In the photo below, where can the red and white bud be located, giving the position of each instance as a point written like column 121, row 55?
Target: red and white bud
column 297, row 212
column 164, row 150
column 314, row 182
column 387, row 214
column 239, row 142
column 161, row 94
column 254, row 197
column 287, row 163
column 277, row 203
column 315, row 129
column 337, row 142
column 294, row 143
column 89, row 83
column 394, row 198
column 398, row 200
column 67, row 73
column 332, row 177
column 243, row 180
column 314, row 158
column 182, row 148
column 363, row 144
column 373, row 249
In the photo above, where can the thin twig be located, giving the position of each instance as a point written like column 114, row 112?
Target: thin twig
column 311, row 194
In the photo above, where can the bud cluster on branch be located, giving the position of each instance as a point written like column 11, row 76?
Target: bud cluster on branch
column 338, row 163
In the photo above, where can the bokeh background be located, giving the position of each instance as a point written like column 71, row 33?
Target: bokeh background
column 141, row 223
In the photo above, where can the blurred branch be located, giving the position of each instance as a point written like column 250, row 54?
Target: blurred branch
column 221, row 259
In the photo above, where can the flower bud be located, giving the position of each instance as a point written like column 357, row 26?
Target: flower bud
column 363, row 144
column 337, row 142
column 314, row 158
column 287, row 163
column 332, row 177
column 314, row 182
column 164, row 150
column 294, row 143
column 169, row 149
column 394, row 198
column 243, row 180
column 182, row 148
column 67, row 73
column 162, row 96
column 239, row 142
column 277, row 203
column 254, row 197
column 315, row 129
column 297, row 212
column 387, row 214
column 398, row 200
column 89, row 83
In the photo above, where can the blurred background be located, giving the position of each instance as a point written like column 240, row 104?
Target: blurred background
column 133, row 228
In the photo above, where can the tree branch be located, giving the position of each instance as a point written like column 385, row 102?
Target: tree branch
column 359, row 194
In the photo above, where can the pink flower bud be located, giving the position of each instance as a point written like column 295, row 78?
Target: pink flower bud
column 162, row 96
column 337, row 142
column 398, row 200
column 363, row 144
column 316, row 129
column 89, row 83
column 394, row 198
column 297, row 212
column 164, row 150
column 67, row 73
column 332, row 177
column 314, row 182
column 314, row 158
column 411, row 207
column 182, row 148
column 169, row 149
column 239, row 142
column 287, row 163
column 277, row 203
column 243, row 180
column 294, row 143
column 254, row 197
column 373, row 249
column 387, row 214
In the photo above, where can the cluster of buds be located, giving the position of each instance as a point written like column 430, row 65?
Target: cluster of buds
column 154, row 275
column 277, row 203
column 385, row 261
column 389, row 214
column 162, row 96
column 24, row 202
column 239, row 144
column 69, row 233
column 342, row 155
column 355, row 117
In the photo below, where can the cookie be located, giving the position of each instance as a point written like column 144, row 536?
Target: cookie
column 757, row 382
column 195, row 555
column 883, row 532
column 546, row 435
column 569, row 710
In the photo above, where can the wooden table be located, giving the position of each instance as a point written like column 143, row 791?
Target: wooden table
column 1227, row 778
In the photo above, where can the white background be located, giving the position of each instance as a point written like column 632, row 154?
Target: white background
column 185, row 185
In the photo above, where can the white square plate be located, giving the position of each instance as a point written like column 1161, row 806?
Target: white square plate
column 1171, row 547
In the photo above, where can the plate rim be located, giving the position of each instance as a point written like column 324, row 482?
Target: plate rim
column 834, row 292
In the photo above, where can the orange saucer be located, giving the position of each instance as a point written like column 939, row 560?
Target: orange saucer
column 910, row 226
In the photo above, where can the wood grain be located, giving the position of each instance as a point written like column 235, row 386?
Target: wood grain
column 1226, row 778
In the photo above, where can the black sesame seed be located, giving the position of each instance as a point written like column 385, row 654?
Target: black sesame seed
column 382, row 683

- **Task details**: Please copy each entry. Leave nothing out.

- **Answer box**:
In the photo below, where can the red and white bud be located, giving the position of each instance as a point written like column 121, row 55?
Target: red and white bud
column 297, row 212
column 164, row 150
column 314, row 182
column 387, row 214
column 239, row 142
column 161, row 94
column 254, row 197
column 287, row 163
column 277, row 203
column 315, row 129
column 337, row 142
column 294, row 143
column 89, row 83
column 394, row 198
column 398, row 200
column 67, row 73
column 332, row 177
column 243, row 180
column 314, row 158
column 182, row 148
column 363, row 144
column 373, row 249
In the photo above, where can the thin twig be located, giving the position of each instance as a point written like column 114, row 112?
Target: thin twig
column 311, row 194
In the photo above, where can the bud cluster on branch be located, giving the position of each instance as a point written like column 11, row 76?
Target: bud cluster on branch
column 338, row 163
In the photo above, where can the bokeh background be located, giving the position of each instance as a point written like column 71, row 33?
Target: bokeh background
column 141, row 223
In the photo above, where can the blurred branch be located, giving the position of each instance as a point written like column 250, row 54?
Target: blurred branch
column 221, row 259
In the photo above, where can the flower bud be located, giving the position of each instance as a point written like column 357, row 26?
Target: flower bud
column 363, row 144
column 337, row 142
column 314, row 158
column 287, row 163
column 332, row 177
column 314, row 182
column 164, row 150
column 294, row 143
column 169, row 149
column 394, row 198
column 243, row 180
column 182, row 148
column 67, row 73
column 162, row 96
column 239, row 142
column 277, row 203
column 254, row 197
column 315, row 129
column 297, row 212
column 387, row 214
column 398, row 200
column 89, row 83
In the photo above, where can the blurred background be located, giving the position of each instance as a point written like column 240, row 104?
Target: blurred background
column 133, row 228
In the photo above, where can the tree branch be located, giving the position of each instance as a point written like column 385, row 102?
Target: tree branch
column 359, row 194
In the photo above, where can the pink flower bud be located, giving the position of each instance as a point written like column 295, row 78?
Target: pink flower bud
column 162, row 96
column 337, row 142
column 398, row 200
column 363, row 144
column 316, row 129
column 89, row 83
column 394, row 198
column 297, row 212
column 164, row 150
column 67, row 73
column 332, row 177
column 314, row 182
column 314, row 158
column 411, row 207
column 182, row 148
column 169, row 149
column 239, row 142
column 287, row 163
column 277, row 203
column 243, row 180
column 294, row 143
column 254, row 197
column 373, row 249
column 387, row 214
In the photo above, where can the cluster of buds be located, giving the position of each instance as a point written like column 430, row 65?
Target: cluster of buds
column 154, row 275
column 277, row 203
column 385, row 261
column 389, row 214
column 162, row 96
column 24, row 202
column 239, row 144
column 69, row 233
column 342, row 155
column 355, row 117
In the photo below, where can the cookie be located, giving the position of each instance as a point written like column 144, row 536?
Target: cookie
column 757, row 382
column 195, row 555
column 883, row 532
column 546, row 435
column 569, row 710
In the photo above, where can the wooden table be located, giving the position of each instance as a point written like column 143, row 791?
Target: wooden table
column 1227, row 778
In the photo above, where can the white background be located, giving the position of each instance as a point written like column 632, row 154?
Target: white background
column 185, row 185
In the photo above, where can the white square plate be located, giving the position of each instance as a point written like column 1161, row 806?
Target: white square plate
column 1171, row 547
In the photo above, where can the plate rim be located, giving the position of each instance as a point written like column 324, row 482?
Target: plate rim
column 834, row 292
In the photo above, where can the orange saucer be located, giving the position of each instance as a point written like column 939, row 560?
Target: orange saucer
column 910, row 226
In the photo above, where can the wood grain be located, giving the position of each instance as a point written like column 235, row 386?
Target: wood grain
column 1226, row 778
In the photo above, where can the black sesame seed be located, giving the position of each instance as a point written like column 385, row 654?
Target: black sesame seed
column 382, row 683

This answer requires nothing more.